## Items from a point labeling set
━━━━━━━━━━━━━━━━━━━━━━━━━━━━━━
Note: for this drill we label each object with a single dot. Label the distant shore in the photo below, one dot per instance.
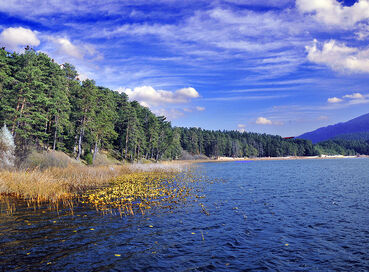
(230, 159)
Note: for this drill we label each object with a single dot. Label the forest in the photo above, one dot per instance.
(47, 107)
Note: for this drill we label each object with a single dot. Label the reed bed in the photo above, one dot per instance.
(72, 185)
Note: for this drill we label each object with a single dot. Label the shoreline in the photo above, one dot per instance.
(229, 159)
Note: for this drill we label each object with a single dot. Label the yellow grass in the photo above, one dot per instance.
(64, 186)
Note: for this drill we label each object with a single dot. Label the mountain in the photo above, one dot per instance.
(354, 128)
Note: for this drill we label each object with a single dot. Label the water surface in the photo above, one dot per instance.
(302, 215)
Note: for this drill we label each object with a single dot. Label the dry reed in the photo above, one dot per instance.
(62, 186)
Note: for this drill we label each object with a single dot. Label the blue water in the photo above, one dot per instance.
(301, 215)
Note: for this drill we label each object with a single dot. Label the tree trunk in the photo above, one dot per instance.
(80, 144)
(126, 151)
(96, 149)
(15, 118)
(56, 132)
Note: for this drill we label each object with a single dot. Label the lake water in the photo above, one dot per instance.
(301, 215)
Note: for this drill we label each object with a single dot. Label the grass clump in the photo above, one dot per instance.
(47, 159)
(126, 187)
(140, 191)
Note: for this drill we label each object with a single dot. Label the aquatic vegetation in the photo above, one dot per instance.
(138, 192)
(127, 188)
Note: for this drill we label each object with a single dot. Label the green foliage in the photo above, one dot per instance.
(88, 158)
(46, 106)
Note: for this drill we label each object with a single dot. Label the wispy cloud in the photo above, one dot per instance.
(332, 12)
(266, 121)
(148, 96)
(339, 57)
(13, 38)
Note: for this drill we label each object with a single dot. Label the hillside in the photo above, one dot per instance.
(353, 129)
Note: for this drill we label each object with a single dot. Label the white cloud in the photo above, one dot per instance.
(331, 12)
(66, 47)
(354, 96)
(263, 121)
(350, 99)
(323, 118)
(339, 57)
(15, 37)
(241, 127)
(149, 96)
(334, 100)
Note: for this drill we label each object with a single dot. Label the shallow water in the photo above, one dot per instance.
(302, 215)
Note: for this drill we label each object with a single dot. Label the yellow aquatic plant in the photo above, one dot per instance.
(140, 191)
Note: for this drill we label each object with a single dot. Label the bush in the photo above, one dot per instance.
(7, 148)
(88, 158)
(47, 159)
(102, 159)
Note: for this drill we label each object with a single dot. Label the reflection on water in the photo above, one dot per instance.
(308, 215)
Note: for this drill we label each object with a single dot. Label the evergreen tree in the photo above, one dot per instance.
(7, 148)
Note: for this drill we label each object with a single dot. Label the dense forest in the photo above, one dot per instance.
(46, 106)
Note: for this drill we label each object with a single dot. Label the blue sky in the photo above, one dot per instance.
(280, 67)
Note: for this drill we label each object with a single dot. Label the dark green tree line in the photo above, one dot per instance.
(46, 106)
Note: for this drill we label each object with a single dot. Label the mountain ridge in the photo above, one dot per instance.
(359, 124)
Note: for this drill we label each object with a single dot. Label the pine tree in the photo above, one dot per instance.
(7, 148)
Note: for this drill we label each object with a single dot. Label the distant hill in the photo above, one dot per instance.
(355, 129)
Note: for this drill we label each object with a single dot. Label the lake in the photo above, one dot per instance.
(296, 215)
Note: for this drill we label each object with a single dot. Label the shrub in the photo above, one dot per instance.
(88, 158)
(47, 159)
(7, 148)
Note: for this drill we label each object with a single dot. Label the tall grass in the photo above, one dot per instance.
(63, 185)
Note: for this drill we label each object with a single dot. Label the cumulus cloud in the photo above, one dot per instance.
(148, 96)
(241, 127)
(354, 96)
(339, 57)
(350, 99)
(263, 121)
(66, 47)
(16, 37)
(63, 46)
(331, 12)
(334, 100)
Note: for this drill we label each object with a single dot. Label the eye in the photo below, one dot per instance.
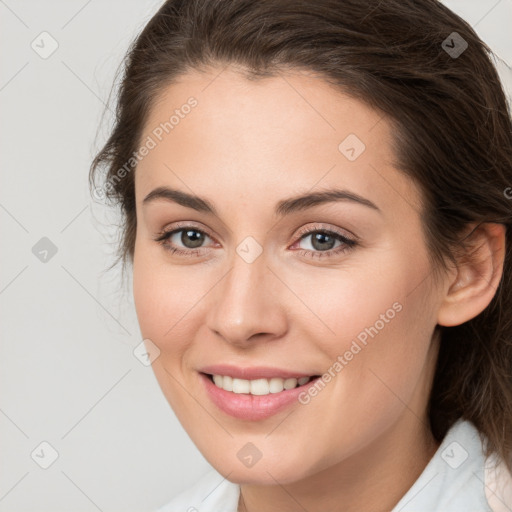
(188, 237)
(322, 243)
(188, 240)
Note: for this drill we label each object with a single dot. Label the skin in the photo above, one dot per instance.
(364, 439)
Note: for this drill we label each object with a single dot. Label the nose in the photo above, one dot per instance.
(246, 304)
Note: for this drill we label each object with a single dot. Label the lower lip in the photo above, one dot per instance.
(252, 407)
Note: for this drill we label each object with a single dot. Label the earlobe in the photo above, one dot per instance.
(479, 272)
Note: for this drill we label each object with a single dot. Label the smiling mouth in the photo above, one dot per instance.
(258, 386)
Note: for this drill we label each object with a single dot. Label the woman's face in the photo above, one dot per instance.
(339, 287)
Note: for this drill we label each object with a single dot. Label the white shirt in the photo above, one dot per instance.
(458, 478)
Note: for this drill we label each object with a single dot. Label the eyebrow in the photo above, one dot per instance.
(284, 207)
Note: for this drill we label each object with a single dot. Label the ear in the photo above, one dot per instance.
(478, 274)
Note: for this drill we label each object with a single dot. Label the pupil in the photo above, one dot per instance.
(319, 241)
(197, 239)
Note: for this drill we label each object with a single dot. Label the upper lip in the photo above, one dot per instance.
(252, 372)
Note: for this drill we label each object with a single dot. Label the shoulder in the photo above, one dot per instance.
(459, 478)
(211, 493)
(498, 484)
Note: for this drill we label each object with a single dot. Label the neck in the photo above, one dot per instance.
(374, 479)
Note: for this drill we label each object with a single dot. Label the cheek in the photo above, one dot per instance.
(168, 300)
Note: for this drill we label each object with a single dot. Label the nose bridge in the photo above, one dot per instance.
(243, 304)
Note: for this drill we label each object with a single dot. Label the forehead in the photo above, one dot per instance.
(290, 131)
━━━━━━━━━━━━━━━━━━━━━━━━━━━━━━
Please copy the items starting at the one that contains "Label the eyebrow" and ending at the last item, each in full, and shift every coordinate in the answer points by adding 4 to it.

Note: for this drill we label each object with a single dot. Label the eyebrow in the photo above, one dot per instance.
(288, 211)
Note: for this drill we label each object with a single dot. Label the ear in the photo above, one dot per instance.
(482, 278)
Note: for this drill we label each object with a single dot. Label the pupil in the photo above, one dot per instance.
(323, 245)
(201, 243)
Note: for this drill we label each object with a single dot. Label the upper lip in the photo above, one dot per instance.
(256, 376)
Note: for this drill we label each object with a single dot. Label the shoulder in the photo above, one dot per instance.
(463, 482)
(215, 497)
(502, 488)
Note: for this drill we label each object with a single dot. Label the neck in the photo above, one dot per instance.
(378, 483)
Note: for this drill we label each object with a single dot. Label the cheek in the photo above, one dot per instance.
(172, 304)
Note: for this drill we label each object with a single dot. Label the nose bridge in the photo above, one dot per instance.
(247, 308)
Note: for this drill we label each object with a single dot. Label the forehead in the photo above, one dot per instance.
(294, 135)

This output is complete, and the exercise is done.